▸ Entries shown
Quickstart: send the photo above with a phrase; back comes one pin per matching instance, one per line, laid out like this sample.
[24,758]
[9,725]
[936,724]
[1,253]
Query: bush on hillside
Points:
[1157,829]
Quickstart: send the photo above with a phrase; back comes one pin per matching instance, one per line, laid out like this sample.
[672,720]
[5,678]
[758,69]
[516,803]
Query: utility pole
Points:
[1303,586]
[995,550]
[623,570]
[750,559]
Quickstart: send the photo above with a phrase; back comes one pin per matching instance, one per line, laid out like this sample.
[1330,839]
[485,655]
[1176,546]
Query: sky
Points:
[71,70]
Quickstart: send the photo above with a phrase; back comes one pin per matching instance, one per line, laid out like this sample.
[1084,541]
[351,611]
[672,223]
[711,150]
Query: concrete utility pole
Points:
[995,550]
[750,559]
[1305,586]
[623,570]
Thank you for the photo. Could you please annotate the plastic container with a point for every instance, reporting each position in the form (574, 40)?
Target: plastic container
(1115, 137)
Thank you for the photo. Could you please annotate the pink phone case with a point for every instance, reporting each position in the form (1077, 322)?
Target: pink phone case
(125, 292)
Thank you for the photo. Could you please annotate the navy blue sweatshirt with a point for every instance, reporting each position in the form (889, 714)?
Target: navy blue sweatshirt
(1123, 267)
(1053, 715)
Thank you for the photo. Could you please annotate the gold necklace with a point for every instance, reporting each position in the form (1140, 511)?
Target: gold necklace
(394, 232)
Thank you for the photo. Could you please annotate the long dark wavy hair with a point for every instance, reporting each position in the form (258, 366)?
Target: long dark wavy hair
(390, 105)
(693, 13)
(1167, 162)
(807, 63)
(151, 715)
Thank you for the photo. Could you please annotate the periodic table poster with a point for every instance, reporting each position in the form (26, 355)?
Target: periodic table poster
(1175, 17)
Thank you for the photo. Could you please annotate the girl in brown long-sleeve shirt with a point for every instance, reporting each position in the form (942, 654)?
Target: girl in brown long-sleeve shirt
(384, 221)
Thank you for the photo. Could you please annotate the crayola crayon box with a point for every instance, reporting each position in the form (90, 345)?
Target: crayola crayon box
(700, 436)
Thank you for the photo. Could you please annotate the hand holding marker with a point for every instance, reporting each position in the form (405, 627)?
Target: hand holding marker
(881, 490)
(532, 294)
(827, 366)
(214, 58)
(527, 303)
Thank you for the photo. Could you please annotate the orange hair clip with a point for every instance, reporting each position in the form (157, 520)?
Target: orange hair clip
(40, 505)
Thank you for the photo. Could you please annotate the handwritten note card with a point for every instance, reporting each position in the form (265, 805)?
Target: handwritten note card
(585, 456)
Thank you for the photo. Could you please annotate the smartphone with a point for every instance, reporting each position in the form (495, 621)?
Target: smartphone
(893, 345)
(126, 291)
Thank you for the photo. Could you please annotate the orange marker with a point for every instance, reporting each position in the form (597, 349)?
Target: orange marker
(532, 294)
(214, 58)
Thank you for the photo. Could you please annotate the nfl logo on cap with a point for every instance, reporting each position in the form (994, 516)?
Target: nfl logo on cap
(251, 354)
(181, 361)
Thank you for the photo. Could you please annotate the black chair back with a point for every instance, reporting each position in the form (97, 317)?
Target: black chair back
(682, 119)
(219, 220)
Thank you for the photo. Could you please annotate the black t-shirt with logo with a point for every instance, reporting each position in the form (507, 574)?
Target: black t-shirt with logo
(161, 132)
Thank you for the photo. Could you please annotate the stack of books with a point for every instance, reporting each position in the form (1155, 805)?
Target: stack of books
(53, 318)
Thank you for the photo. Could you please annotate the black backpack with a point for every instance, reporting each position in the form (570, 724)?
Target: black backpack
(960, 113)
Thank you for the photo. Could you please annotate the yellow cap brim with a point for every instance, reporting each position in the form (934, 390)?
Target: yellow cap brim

▸ Required work
Search the material above for "pole". Copy each line that has it.

▸ Solved exercise
Query: utility pole
Query: concrete utility pole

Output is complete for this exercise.